Reproduce every item below word for word.

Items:
··········

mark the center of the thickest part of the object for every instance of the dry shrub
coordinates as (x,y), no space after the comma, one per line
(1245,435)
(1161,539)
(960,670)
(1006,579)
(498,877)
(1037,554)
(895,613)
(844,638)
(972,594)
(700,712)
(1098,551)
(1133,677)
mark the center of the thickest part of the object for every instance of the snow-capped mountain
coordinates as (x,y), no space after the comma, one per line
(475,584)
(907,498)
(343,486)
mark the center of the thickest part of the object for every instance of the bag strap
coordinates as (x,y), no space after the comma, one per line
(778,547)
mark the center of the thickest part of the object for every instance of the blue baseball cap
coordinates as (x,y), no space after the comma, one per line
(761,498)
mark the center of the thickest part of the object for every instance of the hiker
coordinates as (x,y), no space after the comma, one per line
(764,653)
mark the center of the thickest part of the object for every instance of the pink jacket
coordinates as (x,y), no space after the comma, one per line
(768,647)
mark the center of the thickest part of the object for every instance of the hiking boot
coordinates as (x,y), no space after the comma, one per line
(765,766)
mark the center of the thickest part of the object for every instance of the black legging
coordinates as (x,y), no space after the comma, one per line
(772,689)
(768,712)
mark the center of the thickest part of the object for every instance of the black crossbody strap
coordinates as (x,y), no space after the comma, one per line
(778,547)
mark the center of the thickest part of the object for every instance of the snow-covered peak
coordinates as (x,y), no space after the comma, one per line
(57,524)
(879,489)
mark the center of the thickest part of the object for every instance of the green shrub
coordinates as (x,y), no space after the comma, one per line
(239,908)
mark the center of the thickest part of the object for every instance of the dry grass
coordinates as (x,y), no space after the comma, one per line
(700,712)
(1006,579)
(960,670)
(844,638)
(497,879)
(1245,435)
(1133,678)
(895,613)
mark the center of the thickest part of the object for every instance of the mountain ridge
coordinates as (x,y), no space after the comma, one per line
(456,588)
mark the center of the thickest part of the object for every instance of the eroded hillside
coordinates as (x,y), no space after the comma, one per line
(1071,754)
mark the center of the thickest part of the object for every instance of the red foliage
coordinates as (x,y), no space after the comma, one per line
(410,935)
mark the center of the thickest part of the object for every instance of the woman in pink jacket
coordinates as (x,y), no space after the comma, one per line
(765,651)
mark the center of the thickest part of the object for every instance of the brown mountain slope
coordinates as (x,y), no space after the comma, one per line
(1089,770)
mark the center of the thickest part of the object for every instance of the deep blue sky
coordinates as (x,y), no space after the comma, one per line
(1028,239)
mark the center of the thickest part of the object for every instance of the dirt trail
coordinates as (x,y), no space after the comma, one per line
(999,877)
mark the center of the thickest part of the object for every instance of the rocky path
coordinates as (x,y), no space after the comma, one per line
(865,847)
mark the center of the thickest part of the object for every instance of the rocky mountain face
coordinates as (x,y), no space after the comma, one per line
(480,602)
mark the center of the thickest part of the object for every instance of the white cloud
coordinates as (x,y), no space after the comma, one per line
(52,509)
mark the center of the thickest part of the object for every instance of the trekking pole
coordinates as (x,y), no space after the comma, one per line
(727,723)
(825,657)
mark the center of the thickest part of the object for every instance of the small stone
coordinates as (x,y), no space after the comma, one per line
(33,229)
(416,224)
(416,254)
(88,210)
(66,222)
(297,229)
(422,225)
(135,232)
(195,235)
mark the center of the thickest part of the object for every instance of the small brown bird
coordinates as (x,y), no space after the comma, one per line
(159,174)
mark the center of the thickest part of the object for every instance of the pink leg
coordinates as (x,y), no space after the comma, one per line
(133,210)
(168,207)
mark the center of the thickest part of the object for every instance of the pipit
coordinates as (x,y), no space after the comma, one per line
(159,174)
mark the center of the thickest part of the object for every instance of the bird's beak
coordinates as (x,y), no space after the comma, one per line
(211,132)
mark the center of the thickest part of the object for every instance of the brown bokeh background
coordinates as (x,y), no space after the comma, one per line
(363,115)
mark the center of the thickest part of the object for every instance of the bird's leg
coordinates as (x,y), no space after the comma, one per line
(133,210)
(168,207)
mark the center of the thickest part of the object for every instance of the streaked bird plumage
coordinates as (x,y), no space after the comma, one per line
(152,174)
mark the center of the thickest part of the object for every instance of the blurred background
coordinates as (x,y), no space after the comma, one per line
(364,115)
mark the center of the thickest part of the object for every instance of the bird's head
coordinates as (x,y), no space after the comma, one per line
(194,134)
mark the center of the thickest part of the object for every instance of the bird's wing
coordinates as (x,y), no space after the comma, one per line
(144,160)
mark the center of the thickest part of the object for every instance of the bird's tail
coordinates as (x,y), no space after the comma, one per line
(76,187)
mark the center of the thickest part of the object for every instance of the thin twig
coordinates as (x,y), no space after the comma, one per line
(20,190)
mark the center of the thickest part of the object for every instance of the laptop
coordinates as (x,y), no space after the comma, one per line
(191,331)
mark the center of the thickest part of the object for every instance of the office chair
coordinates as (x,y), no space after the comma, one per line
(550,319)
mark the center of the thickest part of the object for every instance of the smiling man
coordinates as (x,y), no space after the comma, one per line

··········

**Written solution**
mark the center of the thickest part of the object for every instance of the dry shrub
coordinates as (x,y), no space after the comma, one per line
(1245,435)
(1161,539)
(960,670)
(1006,579)
(498,877)
(1037,554)
(895,613)
(844,638)
(972,594)
(700,712)
(1098,551)
(1133,677)
mark the center of the thickest part of the object for every instance of the snow-capped mountain
coordinates as (x,y), no space after the comma, one per line
(475,584)
(907,498)
(343,486)
mark the center of the thickest part of the object for every instance of the bag strap
coordinates as (x,y), no space after the comma, one per line
(778,547)
mark the center of the thickest part of the object for every instance of the blue baseball cap
coordinates as (x,y), no space after the comma, one per line
(761,498)
mark the center of the thickest part of the object for every instance of the hiker
coordinates as (x,y), no space after the comma, one per line
(764,653)
mark the center of the thickest part of the object for every instance of the pink jacket
coordinates as (x,y), no space after the comma, one per line
(768,647)
mark the center of the thickest part of the object for every instance of the hiking boot
coordinates as (x,y), no space after the comma, one per line
(765,766)
mark the center of the thickest part of the object for every instance of the black legging
coordinates as (x,y), no space after the comma, one per line
(772,689)
(768,712)
mark the center of the thickest part of the object for every instance of the black crossbody strap
coordinates as (x,y), no space after the comma, one per line
(778,547)
mark the center of the thickest part of the object for every instance of the snow-covered peak
coordinates as (x,y), no space after the comma, one per line
(57,524)
(879,489)
mark the center of the thickest part of the object for every instance of the green shrub
coordinates as (x,y), no space after the comma, one per line
(239,908)
mark the center of the thickest part of the object for every instance of the dry grass
coordinates as (x,y), no space after the comma, one per line
(700,712)
(1006,579)
(960,670)
(844,638)
(497,879)
(1245,435)
(1133,678)
(895,613)
mark the center of the thickest part of the object for every instance of the mountain ridge
coordinates as (x,y), no space after the comma, one per line
(456,588)
mark the center of the thickest part of the object for every instance of the eroded hillside
coordinates as (x,y), no space after the comma, one per line
(1071,754)
mark the center of the thickest part of the object for every instance of the red foliage
coordinates as (x,y), no space after the comma, one per line
(410,935)
mark the center of the thickest part of the object for every instance of the woman in pink jacket
coordinates as (x,y), no space after the comma, one per line
(765,651)
mark the center of the thickest part of the object for every instance of the brown mountain slope
coordinates as (x,y), no space after the comma, one per line
(1089,770)
mark the center of the thickest part of the object for every instance of the deep blue sky
coordinates as (x,y), no space after the comma, one per line
(1028,239)
mark the center of the thickest part of the object for every instance of the dirt trail
coordinates as (x,y), no space after the comma, one per line
(999,877)
mark the center of the thickest part of the object for every instance of the rocky path
coordinates as (x,y), no space after the comma, one per line
(865,847)
mark the center of the thickest part of the object for every instance of the rocky mountain face
coordinates as (x,y), no space after the comma, one per line
(480,602)
mark the center of the thickest part of the object for every instance of the white cloud
coordinates as (x,y), no space after the comma, one per line
(52,509)
mark the center of the thickest part of the object for every instance of the trekking pole
coordinates as (x,y), no space after the comma, one per line
(727,723)
(825,657)
mark the center of the thickest part of the object for every instance of the small stone
coordinates as (x,y), no space after the comma, one per line
(33,229)
(416,224)
(416,254)
(88,210)
(66,222)
(297,229)
(422,225)
(135,232)
(195,235)
mark the center of the thickest part of the object for every instance of the small brown bird
coordinates as (x,y), no space after the comma, one per line
(159,174)
mark the center of the thickest part of the object for every instance of the pink leg
coordinates as (x,y), no space after the comma, one per line
(133,210)
(168,207)
mark the center of the thickest part of the object for every instance of the pipit
coordinates as (x,y), no space after the comma, one per line
(159,174)
mark the center of the thickest part of the object for every instance of the bird's beak
coordinates as (x,y), no space after the comma, one per line
(211,132)
mark the center of the thickest part of the object for every instance of the brown bokeh background
coordinates as (x,y), no space after the comma, one per line
(363,115)
mark the center of the thickest part of the object for every instance of the bird's leg
coordinates as (x,y), no space after the comma, one per line
(133,210)
(168,207)
mark the center of the thickest part of the object for every instance of the streaked bird plumage
coordinates as (x,y), no space after the comma, one per line
(152,174)
mark the center of the thickest part of the object for every instance of the blurred background
coordinates as (x,y), no space after the comma, one per line
(364,115)
mark the center of the thickest part of the object for every instance of the bird's head
coordinates as (x,y), no space after the comma, one per line
(194,134)
mark the center of the thickest part of the object for every instance of the bird's wing
coordinates as (x,y), no space after the comma, one per line
(144,160)
mark the center of the thickest part of the object for every instance of the bird's tail
coordinates as (x,y), no space after the comma, one per line
(76,187)
mark the center of the thickest part of the object for every instance of the thin twig
coordinates as (x,y), no space after the comma, one per line
(20,190)
mark the center of the thickest part of the object for every instance of the laptop
coordinates as (x,y), no space after the comma, one per line
(191,331)
mark the center of the thickest part of the object for every instance of the office chair
coordinates as (x,y), no space after the comma, one per line
(550,319)
mark the center of the thickest part of the object for every instance of the smiling man
coordinates as (x,y), no space after the comma, one per line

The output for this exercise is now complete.